* JOB: Rewrite the lines below as a numbered list, from the start through the line containing "box: [369, 213, 373, 236]", with blank lines and pictures left out.

──────

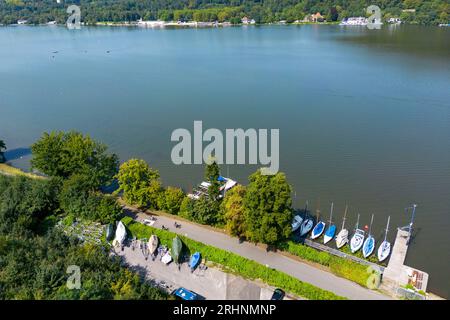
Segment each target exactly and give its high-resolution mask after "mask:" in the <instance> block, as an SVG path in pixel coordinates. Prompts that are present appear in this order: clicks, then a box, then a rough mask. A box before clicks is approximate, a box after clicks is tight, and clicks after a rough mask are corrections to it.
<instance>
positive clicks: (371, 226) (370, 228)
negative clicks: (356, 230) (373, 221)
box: [369, 213, 373, 236]
mask: <svg viewBox="0 0 450 320" xmlns="http://www.w3.org/2000/svg"><path fill="white" fill-rule="evenodd" d="M372 223H373V213H372V219H370V226H369V236H370V235H371V234H372Z"/></svg>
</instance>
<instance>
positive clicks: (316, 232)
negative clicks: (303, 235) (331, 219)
mask: <svg viewBox="0 0 450 320" xmlns="http://www.w3.org/2000/svg"><path fill="white" fill-rule="evenodd" d="M316 213H317V224H316V226H315V227H314V229H313V231H312V232H311V239H313V240H314V239H317V238H318V237H320V236H321V235H322V233H323V232H324V230H325V222H323V221H321V220H319V219H320V209H317V210H316Z"/></svg>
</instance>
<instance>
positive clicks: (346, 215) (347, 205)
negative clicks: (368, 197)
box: [341, 205, 348, 230]
mask: <svg viewBox="0 0 450 320" xmlns="http://www.w3.org/2000/svg"><path fill="white" fill-rule="evenodd" d="M347 209H348V205H345V211H344V219H343V220H342V228H341V230H343V229H344V226H345V217H346V216H347Z"/></svg>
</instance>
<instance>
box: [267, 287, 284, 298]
mask: <svg viewBox="0 0 450 320" xmlns="http://www.w3.org/2000/svg"><path fill="white" fill-rule="evenodd" d="M284 295H285V293H284V291H283V290H281V289H275V290H274V291H273V294H272V298H271V299H270V300H283V298H284Z"/></svg>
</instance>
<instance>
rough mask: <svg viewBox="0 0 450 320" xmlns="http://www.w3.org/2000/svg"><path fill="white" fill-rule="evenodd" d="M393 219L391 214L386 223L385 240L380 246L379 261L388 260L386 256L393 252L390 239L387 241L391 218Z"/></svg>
mask: <svg viewBox="0 0 450 320" xmlns="http://www.w3.org/2000/svg"><path fill="white" fill-rule="evenodd" d="M390 219H391V216H389V217H388V223H387V225H386V233H385V234H384V241H383V242H382V243H381V245H380V247H379V248H378V261H380V262H382V261H384V260H386V258H387V257H388V256H389V254H390V253H391V244H390V243H389V241H387V233H388V231H389V220H390Z"/></svg>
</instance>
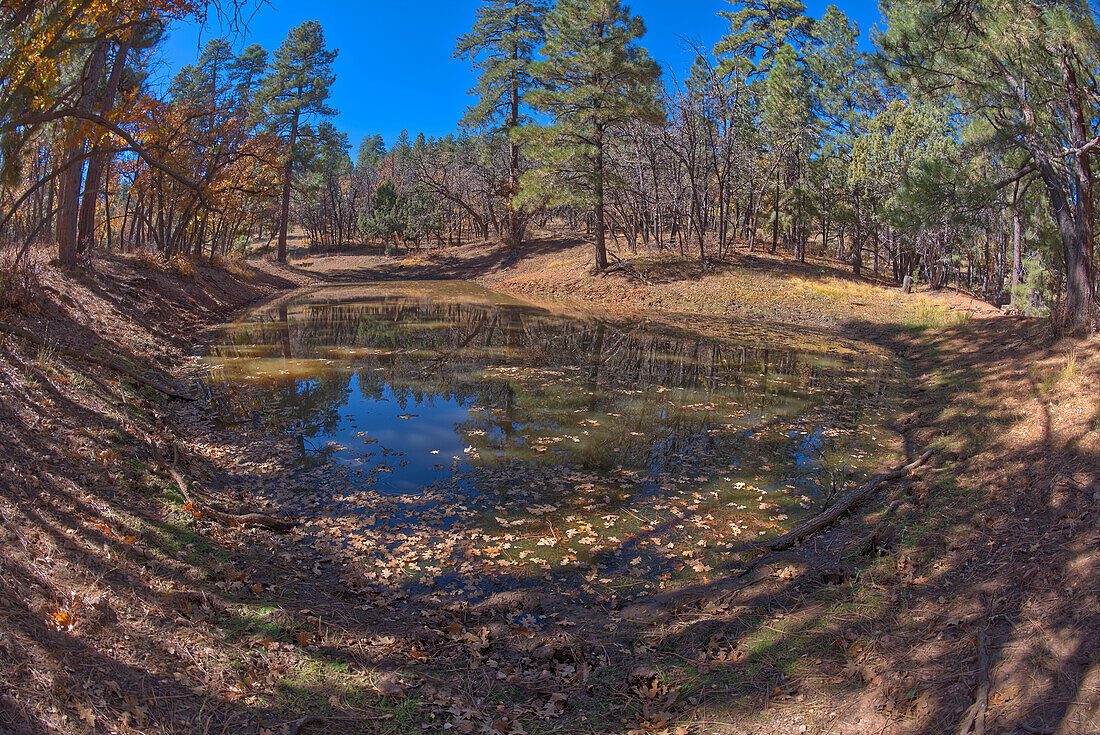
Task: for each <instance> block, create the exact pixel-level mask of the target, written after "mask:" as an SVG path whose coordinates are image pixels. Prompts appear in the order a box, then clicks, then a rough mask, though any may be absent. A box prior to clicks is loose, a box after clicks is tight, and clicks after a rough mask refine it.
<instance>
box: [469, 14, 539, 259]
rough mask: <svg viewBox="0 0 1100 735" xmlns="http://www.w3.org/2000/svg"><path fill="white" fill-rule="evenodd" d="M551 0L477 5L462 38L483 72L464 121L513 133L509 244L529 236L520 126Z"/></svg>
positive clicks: (475, 68) (509, 182)
mask: <svg viewBox="0 0 1100 735" xmlns="http://www.w3.org/2000/svg"><path fill="white" fill-rule="evenodd" d="M547 8H548V3H547V2H546V0H489V1H488V2H487V3H485V4H484V6H482V7H481V8H478V9H477V20H476V21H475V22H474V26H473V29H472V30H471V31H470V33H467V34H465V35H463V36H462V37H461V39H459V44H458V48H456V50H455V52H454V54H455V56H459V57H462V58H469V59H471V61H473V62H474V68H475V69H476V70H480V72H481V76H478V78H477V86H476V87H475V88H474V89H473V90H472V94H474V95H476V96H477V103H476V105H474V106H473V107H471V108H470V109H469V110H467V111H466V116H465V118H464V119H463V124H466V125H470V127H472V128H496V129H498V130H499V131H500V132H503V133H504V134H505V135H507V136H508V140H509V144H508V228H507V233H506V235H507V237H506V240H507V243H508V245H509V246H510V248H519V246H520V245H521V244H522V241H524V231H525V229H526V222H525V218H524V213H522V211H521V210H520V209H519V208H518V207H516V206H515V201H514V199H515V197H516V195H517V194H518V193H519V176H520V173H521V169H520V150H519V141H518V140H517V135H516V130H517V129H518V128H519V125H520V124H521V123H522V122H524V118H522V114H521V109H522V105H524V97H525V96H526V95H527V92H528V91H529V90H530V89H532V88H533V87H535V85H536V81H535V79H533V77H532V76H531V65H532V64H533V62H535V53H536V51H537V50H538V48H539V46H541V45H542V43H543V42H544V40H546V32H544V30H543V28H542V23H543V21H544V20H546V13H547Z"/></svg>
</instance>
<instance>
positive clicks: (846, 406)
mask: <svg viewBox="0 0 1100 735" xmlns="http://www.w3.org/2000/svg"><path fill="white" fill-rule="evenodd" d="M427 287H428V288H430V289H431V290H430V292H428V293H426V294H420V293H417V294H405V293H392V294H382V295H377V294H373V295H367V296H362V295H360V296H356V297H354V298H352V299H346V300H344V299H339V298H337V299H333V300H322V299H317V300H308V299H307V300H304V301H303V303H300V304H295V305H292V306H290V307H288V308H287V307H284V308H281V309H278V310H266V311H265V310H260V311H257V312H255V314H254V315H252V316H251V317H250V318H248V319H246V320H244V321H242V322H241V323H239V325H237V326H234V327H233V328H232V329H230V330H228V331H227V334H226V337H227V342H226V343H224V344H222V345H221V347H219V348H217V350H216V352H215V356H213V358H212V361H213V362H215V364H218V365H220V366H221V368H222V371H223V372H222V375H223V376H224V381H223V382H219V383H218V384H216V385H215V386H213V405H212V409H213V412H212V413H213V414H215V415H216V416H220V420H222V421H224V423H226V425H228V426H233V425H240V424H242V423H244V424H248V423H249V419H248V417H249V416H250V415H257V414H261V415H262V421H257V419H253V420H252V425H253V427H254V428H255V427H259V425H260V424H261V423H262V424H263V426H264V427H265V428H266V429H267V430H268V431H272V432H277V434H283V435H285V436H289V437H293V438H296V439H298V440H299V446H300V447H301V449H303V450H304V452H305V454H304V457H303V459H304V460H305V465H306V467H305V468H304V469H305V470H306V471H305V472H303V475H301V479H300V485H299V486H300V487H303V489H304V490H315V491H317V493H318V497H319V498H320V497H323V496H324V495H327V494H331V495H332V496H333V497H337V496H340V495H341V493H344V497H345V498H346V497H350V498H351V500H352V502H354V501H355V497H359V495H356V494H355V493H356V489H359V490H362V491H371V492H373V493H376V494H377V495H379V496H388V497H389V498H396V497H398V496H401V497H405V498H408V500H415V498H416V497H417V496H418V495H419V494H420V493H421V492H423V493H425V494H426V495H431V494H432V493H431V492H430V491H431V489H440V487H444V486H449V487H450V489H451V491H452V492H455V493H459V494H460V495H462V496H465V497H466V500H470V501H472V500H474V497H475V496H481V497H482V498H484V500H486V501H487V502H492V501H491V498H492V496H493V495H494V494H495V493H497V492H500V491H509V492H515V491H516V490H517V489H522V487H527V486H530V483H531V482H533V478H535V476H536V475H538V476H548V475H544V474H542V473H544V472H546V471H555V472H562V471H571V470H580V471H583V472H586V473H590V474H588V475H587V478H588V479H590V480H588V481H586V482H582V481H563V482H561V483H559V482H557V481H553V480H549V481H548V483H549V484H548V487H549V489H550V490H549V491H547V492H548V493H549V494H550V495H551V496H552V495H553V494H554V493H557V494H558V496H559V497H561V498H562V500H563V501H568V498H570V497H575V493H576V487H577V486H582V487H583V486H591V485H592V482H595V483H596V484H599V483H606V485H607V486H608V487H612V489H614V487H618V486H623V487H628V490H624V493H625V494H626V495H625V497H624V500H625V498H626V497H634V498H639V500H640V497H642V496H646V495H648V494H652V493H658V494H659V493H662V492H667V491H665V489H668V487H672V486H676V487H680V489H681V490H683V489H684V487H687V486H691V487H695V489H704V487H705V489H706V490H707V491H708V492H711V491H714V492H719V493H726V492H735V493H739V494H744V493H742V492H741V491H740V490H738V489H741V487H745V486H746V485H748V486H749V487H752V486H756V487H759V489H760V490H759V491H753V492H762V493H768V492H774V491H781V492H780V493H779V494H780V495H789V494H791V493H792V492H793V493H794V496H795V497H801V496H802V495H805V496H811V497H812V496H816V495H817V492H818V491H820V489H821V487H822V486H823V482H822V481H823V480H825V479H826V478H828V476H829V475H831V473H832V472H833V471H836V470H840V471H847V470H848V469H850V468H851V467H853V465H855V464H856V463H858V462H859V461H860V459H861V458H862V457H866V451H865V450H866V449H867V448H868V447H870V446H871V443H872V442H873V441H876V439H875V438H873V437H872V436H871V435H870V434H869V432H868V431H869V429H871V428H872V427H873V426H875V425H876V424H877V423H878V420H879V418H880V417H881V412H882V408H883V396H884V393H886V386H887V385H888V381H889V380H891V377H890V370H889V366H888V363H886V362H884V361H882V360H881V359H880V358H879V356H877V355H875V354H868V355H866V356H862V355H857V354H847V355H839V354H837V355H834V354H827V353H813V352H799V351H795V350H793V349H790V348H777V349H769V348H767V347H762V345H751V344H740V343H738V342H736V341H731V340H724V339H720V338H709V337H704V336H701V334H697V333H693V332H662V331H660V330H649V329H647V328H645V327H641V326H638V325H629V323H624V325H612V323H607V322H604V321H601V320H597V319H584V318H575V317H564V316H561V315H557V314H553V312H550V311H547V310H544V309H541V308H537V307H532V306H530V305H527V304H522V303H518V301H514V300H509V301H506V303H495V301H492V300H489V299H491V298H492V297H487V296H486V295H487V294H489V292H484V289H480V290H478V289H473V288H469V289H466V290H463V292H462V293H459V294H454V295H448V296H438V295H437V294H436V293H434V288H436V287H434V286H432V285H428V286H427ZM310 298H313V297H310ZM758 344H759V343H758ZM763 344H767V342H763ZM257 407H259V409H257ZM497 471H499V472H500V474H499V475H497V476H494V475H493V474H492V473H493V472H497ZM555 487H557V489H555ZM344 491H348V492H350V493H351V495H348V494H346V492H344ZM539 492H540V493H541V492H542V491H539ZM592 492H593V493H596V494H597V495H599V494H601V493H603V492H604V491H597V490H593V491H592ZM601 496H602V495H601ZM436 497H438V494H436ZM597 500H598V498H597ZM798 502H799V503H800V504H802V505H801V507H803V508H804V507H807V506H806V503H807V502H809V501H806V500H805V498H802V500H799V501H798ZM747 504H748V500H746V501H745V504H741V507H742V508H745V507H746V505H747ZM759 505H760V502H759V501H758V500H755V498H753V500H752V503H751V506H752V507H757V506H759Z"/></svg>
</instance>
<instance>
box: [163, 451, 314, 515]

──────

* THE ANSWER:
1. Segment each target exactly and give its high-resolution mask after "mask:" in the <instance> block, as an SVG path in pixel coordinates. Prompts that are present appear in this order: clicks, then a box, then a rough mask. A box before clicks is approximate, a box after clicks is tight, and clicks after a rough mask are corrections to it.
2. <instance>
3. positive clicks: (371, 226) (370, 228)
4. negative clicks: (356, 230) (373, 221)
5. box: [369, 213, 373, 236]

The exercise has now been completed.